Task details »
Pull out every line of the material below that contains the string "frozen".

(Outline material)
■ ■ ■ ■ ■
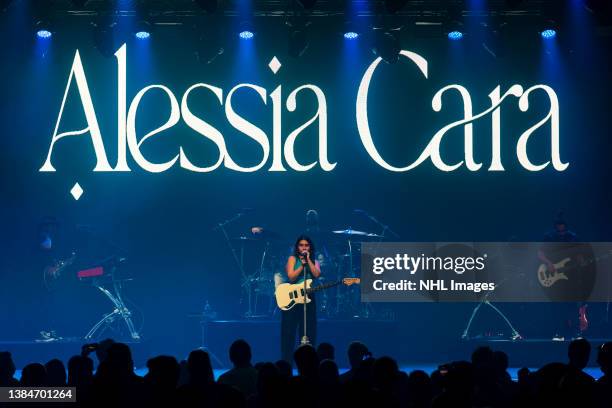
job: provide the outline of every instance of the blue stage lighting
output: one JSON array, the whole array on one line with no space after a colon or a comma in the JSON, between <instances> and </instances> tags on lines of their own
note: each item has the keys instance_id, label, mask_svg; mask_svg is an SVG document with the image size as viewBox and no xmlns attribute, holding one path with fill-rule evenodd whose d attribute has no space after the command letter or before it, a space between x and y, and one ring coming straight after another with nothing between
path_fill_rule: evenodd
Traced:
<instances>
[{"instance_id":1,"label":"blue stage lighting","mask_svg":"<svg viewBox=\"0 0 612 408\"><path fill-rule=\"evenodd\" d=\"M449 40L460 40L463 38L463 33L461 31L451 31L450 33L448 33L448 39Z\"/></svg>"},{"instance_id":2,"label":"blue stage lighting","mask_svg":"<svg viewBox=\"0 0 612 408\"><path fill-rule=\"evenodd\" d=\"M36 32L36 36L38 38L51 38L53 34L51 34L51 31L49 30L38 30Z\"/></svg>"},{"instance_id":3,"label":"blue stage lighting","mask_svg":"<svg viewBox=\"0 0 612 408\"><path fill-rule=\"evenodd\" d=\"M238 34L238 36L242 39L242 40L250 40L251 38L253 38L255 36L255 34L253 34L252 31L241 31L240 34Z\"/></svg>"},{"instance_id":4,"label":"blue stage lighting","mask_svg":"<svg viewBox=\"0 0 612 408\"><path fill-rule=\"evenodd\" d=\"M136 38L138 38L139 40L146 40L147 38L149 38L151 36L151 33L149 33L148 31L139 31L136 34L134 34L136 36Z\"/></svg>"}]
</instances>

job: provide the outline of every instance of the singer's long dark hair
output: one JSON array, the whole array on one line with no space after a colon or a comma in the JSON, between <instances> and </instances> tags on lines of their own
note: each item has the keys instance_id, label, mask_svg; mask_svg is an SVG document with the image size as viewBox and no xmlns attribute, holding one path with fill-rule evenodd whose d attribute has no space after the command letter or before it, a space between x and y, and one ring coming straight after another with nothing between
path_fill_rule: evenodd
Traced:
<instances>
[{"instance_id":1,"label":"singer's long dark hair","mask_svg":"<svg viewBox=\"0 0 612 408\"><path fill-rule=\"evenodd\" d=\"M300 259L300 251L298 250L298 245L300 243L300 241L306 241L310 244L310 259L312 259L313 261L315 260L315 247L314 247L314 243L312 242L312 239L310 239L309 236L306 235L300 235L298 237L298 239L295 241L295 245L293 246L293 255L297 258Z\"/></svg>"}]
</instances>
■ ■ ■ ■ ■
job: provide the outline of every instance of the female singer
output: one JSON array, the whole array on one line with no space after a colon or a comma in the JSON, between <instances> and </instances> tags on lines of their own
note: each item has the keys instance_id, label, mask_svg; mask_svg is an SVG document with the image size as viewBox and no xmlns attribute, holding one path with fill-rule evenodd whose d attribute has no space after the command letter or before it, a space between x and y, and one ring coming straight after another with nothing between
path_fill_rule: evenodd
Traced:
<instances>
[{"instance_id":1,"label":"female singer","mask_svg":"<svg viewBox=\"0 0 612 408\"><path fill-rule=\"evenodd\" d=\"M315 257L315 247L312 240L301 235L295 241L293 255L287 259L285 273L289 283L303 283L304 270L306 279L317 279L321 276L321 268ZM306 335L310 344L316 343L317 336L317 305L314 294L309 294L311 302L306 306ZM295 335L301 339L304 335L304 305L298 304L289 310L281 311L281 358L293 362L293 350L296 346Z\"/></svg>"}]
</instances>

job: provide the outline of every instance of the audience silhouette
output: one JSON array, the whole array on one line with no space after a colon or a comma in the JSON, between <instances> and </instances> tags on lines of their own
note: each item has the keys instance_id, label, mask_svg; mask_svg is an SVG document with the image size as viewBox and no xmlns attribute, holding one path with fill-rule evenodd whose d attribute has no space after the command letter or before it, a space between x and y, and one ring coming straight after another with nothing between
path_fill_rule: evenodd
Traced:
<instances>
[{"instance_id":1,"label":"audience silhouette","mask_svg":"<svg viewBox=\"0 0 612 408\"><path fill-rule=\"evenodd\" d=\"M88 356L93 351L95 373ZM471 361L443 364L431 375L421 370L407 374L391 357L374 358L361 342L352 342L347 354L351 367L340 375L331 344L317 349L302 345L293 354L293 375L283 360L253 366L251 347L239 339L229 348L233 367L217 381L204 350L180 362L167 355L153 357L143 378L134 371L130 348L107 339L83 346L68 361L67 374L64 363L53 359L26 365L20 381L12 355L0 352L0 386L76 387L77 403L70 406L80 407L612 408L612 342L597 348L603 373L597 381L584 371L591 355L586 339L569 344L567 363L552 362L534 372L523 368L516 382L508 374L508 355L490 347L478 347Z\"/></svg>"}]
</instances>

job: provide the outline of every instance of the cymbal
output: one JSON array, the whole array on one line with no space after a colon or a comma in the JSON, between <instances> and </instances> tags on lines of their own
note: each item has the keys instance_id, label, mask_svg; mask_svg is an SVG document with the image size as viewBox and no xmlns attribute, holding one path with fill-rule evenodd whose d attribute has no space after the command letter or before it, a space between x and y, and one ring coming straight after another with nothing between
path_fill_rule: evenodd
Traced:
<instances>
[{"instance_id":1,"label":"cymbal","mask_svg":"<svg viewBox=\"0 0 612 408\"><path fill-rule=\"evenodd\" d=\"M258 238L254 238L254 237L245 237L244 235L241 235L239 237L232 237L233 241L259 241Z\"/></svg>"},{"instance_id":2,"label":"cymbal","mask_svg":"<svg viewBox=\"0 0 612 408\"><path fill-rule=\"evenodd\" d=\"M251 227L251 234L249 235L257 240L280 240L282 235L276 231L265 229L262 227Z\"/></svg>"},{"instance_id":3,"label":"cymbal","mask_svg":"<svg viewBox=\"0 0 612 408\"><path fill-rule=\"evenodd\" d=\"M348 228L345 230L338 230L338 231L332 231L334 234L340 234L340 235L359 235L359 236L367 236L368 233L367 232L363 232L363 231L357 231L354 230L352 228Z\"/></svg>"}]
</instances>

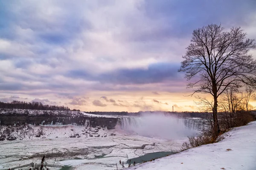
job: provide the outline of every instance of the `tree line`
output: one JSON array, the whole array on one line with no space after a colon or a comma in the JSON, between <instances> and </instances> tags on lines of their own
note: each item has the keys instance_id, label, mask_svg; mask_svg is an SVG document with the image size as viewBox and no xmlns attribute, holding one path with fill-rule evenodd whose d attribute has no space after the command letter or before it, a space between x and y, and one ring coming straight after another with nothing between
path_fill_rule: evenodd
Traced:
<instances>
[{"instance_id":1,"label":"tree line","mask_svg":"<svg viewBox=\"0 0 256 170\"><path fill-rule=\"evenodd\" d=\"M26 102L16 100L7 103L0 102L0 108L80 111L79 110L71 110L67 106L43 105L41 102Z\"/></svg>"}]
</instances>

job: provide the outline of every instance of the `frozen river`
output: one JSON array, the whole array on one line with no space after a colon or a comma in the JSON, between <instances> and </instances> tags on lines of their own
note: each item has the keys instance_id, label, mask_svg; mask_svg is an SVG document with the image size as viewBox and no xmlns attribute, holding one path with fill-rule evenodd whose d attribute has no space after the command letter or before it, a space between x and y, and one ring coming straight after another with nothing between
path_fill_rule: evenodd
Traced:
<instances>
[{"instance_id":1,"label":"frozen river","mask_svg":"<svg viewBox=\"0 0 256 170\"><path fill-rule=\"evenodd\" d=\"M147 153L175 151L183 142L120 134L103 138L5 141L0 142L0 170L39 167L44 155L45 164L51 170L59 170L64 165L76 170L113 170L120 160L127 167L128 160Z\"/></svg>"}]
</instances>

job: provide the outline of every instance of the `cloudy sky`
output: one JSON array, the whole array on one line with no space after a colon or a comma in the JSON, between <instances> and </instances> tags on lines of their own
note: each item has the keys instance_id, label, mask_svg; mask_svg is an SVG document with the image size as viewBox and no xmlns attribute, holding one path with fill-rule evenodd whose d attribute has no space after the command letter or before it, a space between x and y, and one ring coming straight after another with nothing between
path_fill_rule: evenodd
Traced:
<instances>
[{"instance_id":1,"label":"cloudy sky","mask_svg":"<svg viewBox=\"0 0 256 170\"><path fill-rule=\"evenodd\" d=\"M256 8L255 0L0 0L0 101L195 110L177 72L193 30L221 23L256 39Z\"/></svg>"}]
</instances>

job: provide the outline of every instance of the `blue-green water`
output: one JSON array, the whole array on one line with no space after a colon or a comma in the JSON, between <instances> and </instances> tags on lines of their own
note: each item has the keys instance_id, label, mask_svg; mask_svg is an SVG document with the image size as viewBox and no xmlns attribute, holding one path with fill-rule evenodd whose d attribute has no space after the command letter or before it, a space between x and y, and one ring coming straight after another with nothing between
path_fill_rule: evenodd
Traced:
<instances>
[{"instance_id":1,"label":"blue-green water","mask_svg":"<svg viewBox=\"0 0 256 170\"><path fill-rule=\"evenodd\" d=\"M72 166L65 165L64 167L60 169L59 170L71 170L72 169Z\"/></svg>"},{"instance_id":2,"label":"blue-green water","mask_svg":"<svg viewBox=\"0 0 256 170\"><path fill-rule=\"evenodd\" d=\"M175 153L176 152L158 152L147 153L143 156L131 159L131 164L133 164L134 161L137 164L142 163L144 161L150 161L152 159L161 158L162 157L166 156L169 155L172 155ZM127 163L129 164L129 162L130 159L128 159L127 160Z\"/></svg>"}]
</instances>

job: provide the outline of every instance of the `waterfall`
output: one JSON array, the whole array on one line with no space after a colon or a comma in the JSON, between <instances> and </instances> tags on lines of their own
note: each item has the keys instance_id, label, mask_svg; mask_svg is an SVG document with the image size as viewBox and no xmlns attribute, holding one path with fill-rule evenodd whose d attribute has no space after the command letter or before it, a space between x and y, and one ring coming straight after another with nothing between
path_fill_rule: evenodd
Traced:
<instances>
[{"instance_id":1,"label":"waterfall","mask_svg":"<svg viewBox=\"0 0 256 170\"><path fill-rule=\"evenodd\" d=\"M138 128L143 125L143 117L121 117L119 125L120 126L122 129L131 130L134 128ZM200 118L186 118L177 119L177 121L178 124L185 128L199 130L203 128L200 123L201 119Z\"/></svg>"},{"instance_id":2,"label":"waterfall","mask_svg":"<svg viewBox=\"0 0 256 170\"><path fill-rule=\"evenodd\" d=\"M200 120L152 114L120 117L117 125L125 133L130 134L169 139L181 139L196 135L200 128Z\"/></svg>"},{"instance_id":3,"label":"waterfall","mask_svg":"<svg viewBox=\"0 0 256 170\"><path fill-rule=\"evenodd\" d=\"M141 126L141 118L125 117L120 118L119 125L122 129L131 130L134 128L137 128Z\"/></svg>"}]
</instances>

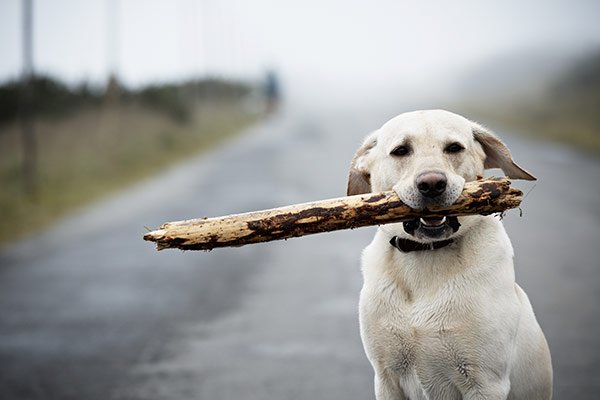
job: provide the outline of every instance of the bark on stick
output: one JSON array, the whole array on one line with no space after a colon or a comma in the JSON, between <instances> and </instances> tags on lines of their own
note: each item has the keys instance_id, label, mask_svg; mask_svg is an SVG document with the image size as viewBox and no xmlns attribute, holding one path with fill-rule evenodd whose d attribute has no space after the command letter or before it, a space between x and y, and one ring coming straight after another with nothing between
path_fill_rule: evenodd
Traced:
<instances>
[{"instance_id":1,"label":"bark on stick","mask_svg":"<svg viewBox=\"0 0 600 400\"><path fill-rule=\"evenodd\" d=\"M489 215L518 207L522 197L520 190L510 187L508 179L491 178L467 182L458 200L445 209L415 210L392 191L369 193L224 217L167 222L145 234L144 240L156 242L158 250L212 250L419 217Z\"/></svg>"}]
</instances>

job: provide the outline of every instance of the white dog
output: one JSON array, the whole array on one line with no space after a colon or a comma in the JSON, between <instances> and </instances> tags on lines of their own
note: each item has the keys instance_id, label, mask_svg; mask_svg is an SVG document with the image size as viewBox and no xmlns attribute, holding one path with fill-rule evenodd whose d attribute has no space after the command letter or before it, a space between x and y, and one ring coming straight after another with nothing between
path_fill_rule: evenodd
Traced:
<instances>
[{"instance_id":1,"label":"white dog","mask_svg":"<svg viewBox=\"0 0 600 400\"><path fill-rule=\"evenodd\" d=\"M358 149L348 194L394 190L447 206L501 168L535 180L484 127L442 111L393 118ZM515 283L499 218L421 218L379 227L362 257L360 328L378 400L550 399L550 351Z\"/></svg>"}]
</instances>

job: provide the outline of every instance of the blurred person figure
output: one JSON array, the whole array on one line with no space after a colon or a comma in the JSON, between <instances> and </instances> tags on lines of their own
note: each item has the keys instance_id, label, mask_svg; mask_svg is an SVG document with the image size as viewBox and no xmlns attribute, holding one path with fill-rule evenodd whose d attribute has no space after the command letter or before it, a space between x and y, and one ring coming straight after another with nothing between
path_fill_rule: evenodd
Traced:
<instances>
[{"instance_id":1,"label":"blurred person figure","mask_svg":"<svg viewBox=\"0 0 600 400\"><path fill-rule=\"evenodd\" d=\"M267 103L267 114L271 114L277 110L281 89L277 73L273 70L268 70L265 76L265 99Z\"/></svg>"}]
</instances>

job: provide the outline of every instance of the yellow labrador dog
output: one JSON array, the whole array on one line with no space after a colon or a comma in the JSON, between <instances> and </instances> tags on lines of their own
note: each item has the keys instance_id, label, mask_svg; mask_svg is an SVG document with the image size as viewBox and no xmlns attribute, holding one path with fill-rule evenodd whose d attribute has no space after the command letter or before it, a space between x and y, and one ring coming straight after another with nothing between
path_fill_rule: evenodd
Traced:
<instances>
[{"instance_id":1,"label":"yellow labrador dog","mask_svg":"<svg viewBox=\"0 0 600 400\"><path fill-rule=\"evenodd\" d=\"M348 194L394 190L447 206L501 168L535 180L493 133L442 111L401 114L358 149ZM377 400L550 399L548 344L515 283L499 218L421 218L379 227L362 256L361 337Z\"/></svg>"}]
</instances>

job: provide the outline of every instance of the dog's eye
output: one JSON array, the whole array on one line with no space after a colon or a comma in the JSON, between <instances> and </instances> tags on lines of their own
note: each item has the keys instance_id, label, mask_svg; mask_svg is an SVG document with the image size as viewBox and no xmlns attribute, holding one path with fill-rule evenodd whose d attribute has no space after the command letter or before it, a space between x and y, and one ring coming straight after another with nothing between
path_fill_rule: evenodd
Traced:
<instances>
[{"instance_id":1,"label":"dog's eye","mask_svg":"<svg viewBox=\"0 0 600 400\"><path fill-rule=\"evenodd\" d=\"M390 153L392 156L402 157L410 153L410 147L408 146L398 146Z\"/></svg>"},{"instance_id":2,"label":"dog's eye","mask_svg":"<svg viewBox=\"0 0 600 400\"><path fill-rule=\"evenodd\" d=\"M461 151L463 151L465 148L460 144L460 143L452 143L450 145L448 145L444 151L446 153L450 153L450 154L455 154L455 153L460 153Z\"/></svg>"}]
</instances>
■ ■ ■ ■ ■
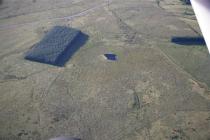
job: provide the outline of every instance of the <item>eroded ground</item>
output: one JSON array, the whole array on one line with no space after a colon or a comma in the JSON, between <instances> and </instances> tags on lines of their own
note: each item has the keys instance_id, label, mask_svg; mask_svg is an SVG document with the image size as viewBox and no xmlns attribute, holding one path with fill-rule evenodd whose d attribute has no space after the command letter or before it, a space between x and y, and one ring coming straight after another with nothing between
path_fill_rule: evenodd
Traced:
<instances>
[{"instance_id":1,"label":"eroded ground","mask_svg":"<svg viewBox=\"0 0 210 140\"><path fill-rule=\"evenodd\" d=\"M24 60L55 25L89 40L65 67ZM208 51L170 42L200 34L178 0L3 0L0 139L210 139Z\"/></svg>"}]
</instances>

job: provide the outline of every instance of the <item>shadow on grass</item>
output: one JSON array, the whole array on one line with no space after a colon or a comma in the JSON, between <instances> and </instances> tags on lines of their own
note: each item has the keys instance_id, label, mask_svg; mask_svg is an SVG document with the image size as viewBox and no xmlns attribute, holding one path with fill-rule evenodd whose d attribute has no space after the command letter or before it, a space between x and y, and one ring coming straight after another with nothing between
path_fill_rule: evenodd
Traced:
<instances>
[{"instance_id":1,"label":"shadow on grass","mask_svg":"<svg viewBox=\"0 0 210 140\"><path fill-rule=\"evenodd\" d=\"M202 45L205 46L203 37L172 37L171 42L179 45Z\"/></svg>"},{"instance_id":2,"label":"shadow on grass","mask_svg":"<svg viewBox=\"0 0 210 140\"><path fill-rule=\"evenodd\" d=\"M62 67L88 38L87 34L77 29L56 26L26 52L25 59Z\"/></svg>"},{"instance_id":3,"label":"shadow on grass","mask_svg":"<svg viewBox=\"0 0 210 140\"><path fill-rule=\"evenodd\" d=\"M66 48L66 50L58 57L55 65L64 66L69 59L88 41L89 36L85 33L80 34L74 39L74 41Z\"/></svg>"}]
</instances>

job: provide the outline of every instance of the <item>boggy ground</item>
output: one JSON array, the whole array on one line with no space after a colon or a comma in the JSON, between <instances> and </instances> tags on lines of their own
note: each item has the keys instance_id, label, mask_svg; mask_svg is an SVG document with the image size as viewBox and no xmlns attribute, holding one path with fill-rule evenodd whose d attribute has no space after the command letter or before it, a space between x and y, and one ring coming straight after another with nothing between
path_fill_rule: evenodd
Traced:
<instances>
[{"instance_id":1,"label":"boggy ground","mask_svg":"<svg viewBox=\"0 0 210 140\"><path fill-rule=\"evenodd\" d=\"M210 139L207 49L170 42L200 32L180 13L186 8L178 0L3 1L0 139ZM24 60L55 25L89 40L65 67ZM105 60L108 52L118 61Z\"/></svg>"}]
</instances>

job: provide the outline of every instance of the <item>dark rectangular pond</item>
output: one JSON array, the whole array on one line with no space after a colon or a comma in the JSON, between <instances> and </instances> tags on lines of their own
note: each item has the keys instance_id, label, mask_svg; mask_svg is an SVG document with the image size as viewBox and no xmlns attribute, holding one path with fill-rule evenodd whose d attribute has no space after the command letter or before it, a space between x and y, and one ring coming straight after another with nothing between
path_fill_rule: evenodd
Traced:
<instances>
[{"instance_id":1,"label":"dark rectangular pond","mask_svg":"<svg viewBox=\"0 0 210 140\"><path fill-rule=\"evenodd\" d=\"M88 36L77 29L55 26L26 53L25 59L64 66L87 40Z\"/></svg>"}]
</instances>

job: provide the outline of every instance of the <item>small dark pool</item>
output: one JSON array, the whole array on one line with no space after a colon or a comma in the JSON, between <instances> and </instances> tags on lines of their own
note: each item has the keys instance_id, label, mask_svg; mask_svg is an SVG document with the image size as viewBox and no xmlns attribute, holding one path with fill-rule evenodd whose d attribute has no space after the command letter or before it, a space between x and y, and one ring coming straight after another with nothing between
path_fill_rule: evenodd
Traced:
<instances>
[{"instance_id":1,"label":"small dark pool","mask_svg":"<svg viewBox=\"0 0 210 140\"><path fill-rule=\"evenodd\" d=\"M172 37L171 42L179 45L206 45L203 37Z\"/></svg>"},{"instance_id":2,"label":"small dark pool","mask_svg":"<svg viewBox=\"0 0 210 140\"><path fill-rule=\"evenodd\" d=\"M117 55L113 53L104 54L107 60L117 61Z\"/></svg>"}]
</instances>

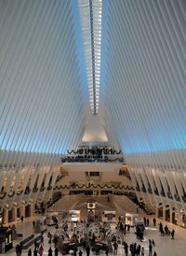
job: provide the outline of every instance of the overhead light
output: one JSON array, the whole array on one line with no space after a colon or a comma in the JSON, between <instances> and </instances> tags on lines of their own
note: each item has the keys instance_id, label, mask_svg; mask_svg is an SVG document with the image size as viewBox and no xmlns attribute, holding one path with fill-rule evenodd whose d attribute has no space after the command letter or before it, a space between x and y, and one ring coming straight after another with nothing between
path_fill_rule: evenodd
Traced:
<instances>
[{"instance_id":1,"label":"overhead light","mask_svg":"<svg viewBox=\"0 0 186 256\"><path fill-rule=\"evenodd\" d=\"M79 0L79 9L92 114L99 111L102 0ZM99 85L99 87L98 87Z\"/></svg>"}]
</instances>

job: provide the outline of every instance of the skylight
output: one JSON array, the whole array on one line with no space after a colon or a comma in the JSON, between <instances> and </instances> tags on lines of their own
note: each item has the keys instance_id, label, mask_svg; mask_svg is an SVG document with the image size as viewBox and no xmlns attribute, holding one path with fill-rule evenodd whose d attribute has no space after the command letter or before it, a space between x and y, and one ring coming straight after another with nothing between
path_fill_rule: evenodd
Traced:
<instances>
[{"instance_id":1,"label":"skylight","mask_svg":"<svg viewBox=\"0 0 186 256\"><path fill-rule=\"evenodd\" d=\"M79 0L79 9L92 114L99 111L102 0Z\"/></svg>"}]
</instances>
■ ■ ■ ■ ■
Response to the exercise »
job: provide the outline of every instance of the `frozen river`
[{"instance_id":1,"label":"frozen river","mask_svg":"<svg viewBox=\"0 0 256 170\"><path fill-rule=\"evenodd\" d=\"M147 153L175 151L183 142L120 134L103 138L5 141L0 142L0 170L39 167L44 155L45 164L51 170L59 170L64 165L76 170L113 170L120 160L127 167L128 160Z\"/></svg>"}]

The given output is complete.